§ **EXERCISE OBJECTIVE**
Could you resume the passage on sugar-pathway gene expression in F. cylindrus, picking up right after its final sentence?

§ **TEXT FOR ANALYSIS**
****

When F. cylindrus was photosynthesizing and actively growing (centroids for phases I, II and IV clustered with cell growth variables in the CCA), the main genes up-regulated ('green' coded genes) were components of the pathways for Glc and Fru activation, and for conversion to Man, Fuc and Rha. Not all genes within each cluster showed identical patterns of expression (some were only highly expressed in phase I, e.g. G6PI, others more broadly, e.g. fructokinase (FRK)) as shown by the scatter in the CCA (Fig. 5b), but they all showed significant associations between gene expression, cell physiology and EPS production. Glc and Fru are products of the pentose-phosphate pathways [30], and are utilized for ATP production (glycolysis, TCA cycle), storage compounds (chrysolaminarin) or activated to make other sugars and derivatives. Strong induction of FRK and MPI in phases I, II, IV and V is indicative of activation of the Fru–Man pathway, generating mannose-6-phosphate [29, 31] which is utilised to produce the nucleotide sugars GDP-Man and GDP-Fuc (Fig. 6), and corresponds to the inclusion of Man and Fuc in EPS produced in those conditions. Increased Man and Fuc content of EPS is associated with greater surface activity and gel stiffness [71], a response to colder temperatures, altering the rheological properties of the EPS produced to provide protective cell coatings [36, 46]. We did not identify mannose-1-phosphateguanyltransferase (MPG) (that converts mannose-1-phosphate to GDP-Man), though a lack of orthologs for MPG has also been reported for the diatoms Thalassiosira and Phaeodactylum and the stramenopile macroalgae Ectocarpus [31]. This reaction must be catalysed by an (yet) unidentified enzyme, since Man is an important constituent of diatom EPS, particularly in lower-solubility structural EPS [35, 81]. The pathway for synthesizing UDP-N-acetylglucosamine, which is used for the production of glycoproteins which contribute to folding and adhesion properties in diatom EPS [33], and homologues of two cell adhesion molecules previously identified in P. tricornutum [33], were up-regulated in F. cylindrus during under temperature and salinity stress.

****

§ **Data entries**

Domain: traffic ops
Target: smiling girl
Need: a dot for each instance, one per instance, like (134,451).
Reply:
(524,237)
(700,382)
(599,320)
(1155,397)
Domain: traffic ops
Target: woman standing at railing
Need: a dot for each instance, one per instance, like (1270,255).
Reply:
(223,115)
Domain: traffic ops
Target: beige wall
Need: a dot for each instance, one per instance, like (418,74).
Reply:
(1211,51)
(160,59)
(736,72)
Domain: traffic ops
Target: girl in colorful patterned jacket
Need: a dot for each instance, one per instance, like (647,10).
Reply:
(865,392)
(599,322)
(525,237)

****

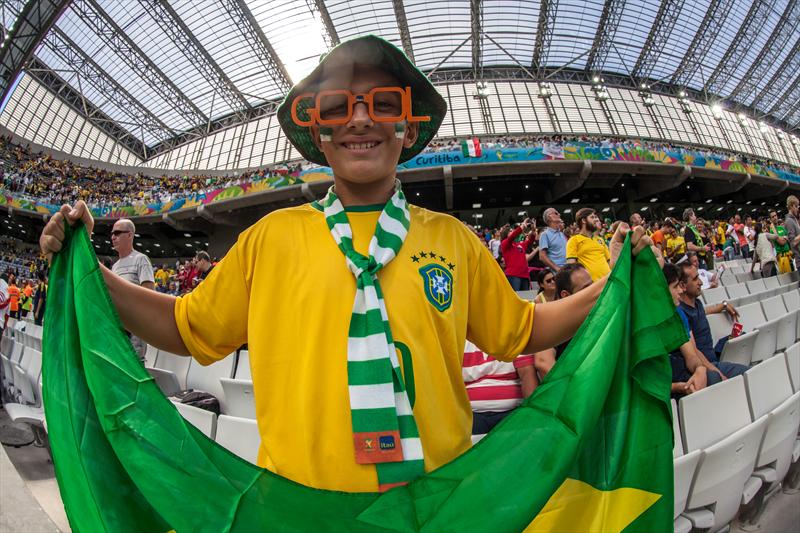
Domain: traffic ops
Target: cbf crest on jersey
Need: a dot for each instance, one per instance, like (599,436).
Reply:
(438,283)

****

§ **REPLY TO THE TASK**
The conversion of Glc-6-P to Glc-1-P [29] allows for synthesis of UDP-Glc and the nucleotide sugars TDP-Glc and TDP-Rha by RMLB and RMLC. The Rha content increased in CHOHA in phases I and II (and IV and V) and in ice brine EPS (Fig. 1d). We found higher proportions of Gal and Rha in CHOHA in the 34 salinity treatments, with a substantial increase in Man and higher CHOHA yields at higher salinity. CHOHA are associated with the diatom silica frustule [82, 83], with glucuronomannans (substituted mannans with high uronic acid concentrations) the most abundant polysaccharides in diatom frustules [8, 35]. Fragilariopsis cylindrus and F. curta (also found in sea ice) have a greater Gluc-rich and Man-rich CHOHA fraction compared to the ice-associated taxon Synedropsis [36]. These shifts reflect the metabolic flexibility of F. cylindrus to alter its frustule-associated polysaccharide matrix in response to the combined effects of salinity and temperature.
The most significant change in the transcriptome in phase III (−4 °C for 8 days) was up-regulation of PGM and UAP/UPGA/PGM leading to UDP-Glc, and for uronic acid precursors (UDP-GlcUa and UDP-GalA), and down-regulation of many GTs. GTs play a role in the Golgi body where the polysaccharides are constructed stepwise on the ER membranes or in the lumen of the Golgi [84], and conserved ER and Golgi body targeting motifs were identified for selected GTs in F. cylindrus including allelic variant pairs (e.g., N-acetylglucosaminyltransferase (JGI protein IDs 189180/142623) and chitin synthase (JGI protein IDs 197697/256133); Fig. 6). There was a decline in the %EPS in dCHO from 70% to 50% during longer exposure to −4 °C (from phase II to III, Fig. 3e) with increased production of non-EPS carbohydrates linked to physiological stress (high σPSII [37]). With higher salinities (typical for brine channels), cells increased the proportion of EPS in the dCHO fraction, with many of the GTs down-regulated in phase III induced in phase IV.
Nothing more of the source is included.